(EXERCISE MATERIAL)

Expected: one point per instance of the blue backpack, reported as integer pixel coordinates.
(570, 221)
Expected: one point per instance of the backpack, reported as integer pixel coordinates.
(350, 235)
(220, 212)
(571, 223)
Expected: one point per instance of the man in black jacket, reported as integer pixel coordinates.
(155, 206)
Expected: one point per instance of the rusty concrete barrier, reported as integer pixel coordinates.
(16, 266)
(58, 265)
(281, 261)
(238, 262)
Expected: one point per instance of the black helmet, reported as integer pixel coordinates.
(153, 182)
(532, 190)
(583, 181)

(End EXERCISE MATERIAL)
(EXERCISE MATERIAL)

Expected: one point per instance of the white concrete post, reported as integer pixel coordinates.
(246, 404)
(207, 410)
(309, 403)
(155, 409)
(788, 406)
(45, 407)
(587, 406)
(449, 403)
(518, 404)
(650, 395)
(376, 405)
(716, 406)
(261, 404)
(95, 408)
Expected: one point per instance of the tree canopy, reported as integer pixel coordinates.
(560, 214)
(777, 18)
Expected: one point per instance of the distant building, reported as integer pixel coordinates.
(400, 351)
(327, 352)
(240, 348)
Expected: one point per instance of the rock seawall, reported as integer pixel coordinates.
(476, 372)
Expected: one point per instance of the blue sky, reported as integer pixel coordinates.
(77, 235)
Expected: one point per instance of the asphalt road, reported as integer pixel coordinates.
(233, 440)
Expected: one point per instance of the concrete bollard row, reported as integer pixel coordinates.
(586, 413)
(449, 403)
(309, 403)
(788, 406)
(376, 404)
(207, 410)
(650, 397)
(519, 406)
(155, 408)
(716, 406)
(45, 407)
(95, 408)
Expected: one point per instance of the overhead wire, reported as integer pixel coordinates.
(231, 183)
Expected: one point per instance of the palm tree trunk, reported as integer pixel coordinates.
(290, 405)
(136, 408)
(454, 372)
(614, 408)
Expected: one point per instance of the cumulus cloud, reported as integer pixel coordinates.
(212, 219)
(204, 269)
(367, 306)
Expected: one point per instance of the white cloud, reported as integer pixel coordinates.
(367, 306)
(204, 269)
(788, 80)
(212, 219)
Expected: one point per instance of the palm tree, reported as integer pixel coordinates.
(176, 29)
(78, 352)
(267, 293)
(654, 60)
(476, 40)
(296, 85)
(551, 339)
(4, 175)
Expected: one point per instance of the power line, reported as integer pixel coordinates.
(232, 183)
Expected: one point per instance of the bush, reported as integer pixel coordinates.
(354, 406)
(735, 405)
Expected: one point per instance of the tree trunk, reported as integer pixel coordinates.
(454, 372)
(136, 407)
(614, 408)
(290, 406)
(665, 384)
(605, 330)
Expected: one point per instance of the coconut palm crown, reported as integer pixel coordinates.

(End EXERCISE MATERIAL)

◆ ASSIGNED TASK
Above are some records; copy exactly the lines from the one with "palm tree trunk, reported as integer pixel coordinates." through the one with "Expected: one point per instance of the coconut", both included, and no others.

◆ RESPONSE TO THIS EXERCISE
Expected: one point per instance of the palm tree trunk, reported as integer pixel coordinates.
(290, 405)
(136, 408)
(454, 372)
(614, 408)
Expected: one point per instance of the cumulus cloud, reported as integer pixel coordinates.
(212, 219)
(204, 269)
(367, 306)
Expected: one point per instance of the white cloud, reported as integer pixel coordinates.
(367, 306)
(204, 269)
(788, 80)
(212, 219)
Expected: one point per instance of the palm tree, reported as integer pixel coordinates.
(176, 29)
(78, 352)
(267, 293)
(654, 60)
(476, 40)
(296, 85)
(551, 339)
(4, 175)
Expected: one point per instance of the power line, reported as integer pixel coordinates.
(232, 183)
Expected: one point per instance of the bush, reported as integer pixel coordinates.
(354, 406)
(735, 405)
Expected: one point per instance of the tree trunk, reported as integer pixel coordinates.
(454, 372)
(136, 407)
(614, 408)
(290, 406)
(665, 384)
(605, 330)
Expected: one point per instance of the coconut palm crown, reported as integer pixel coordinates.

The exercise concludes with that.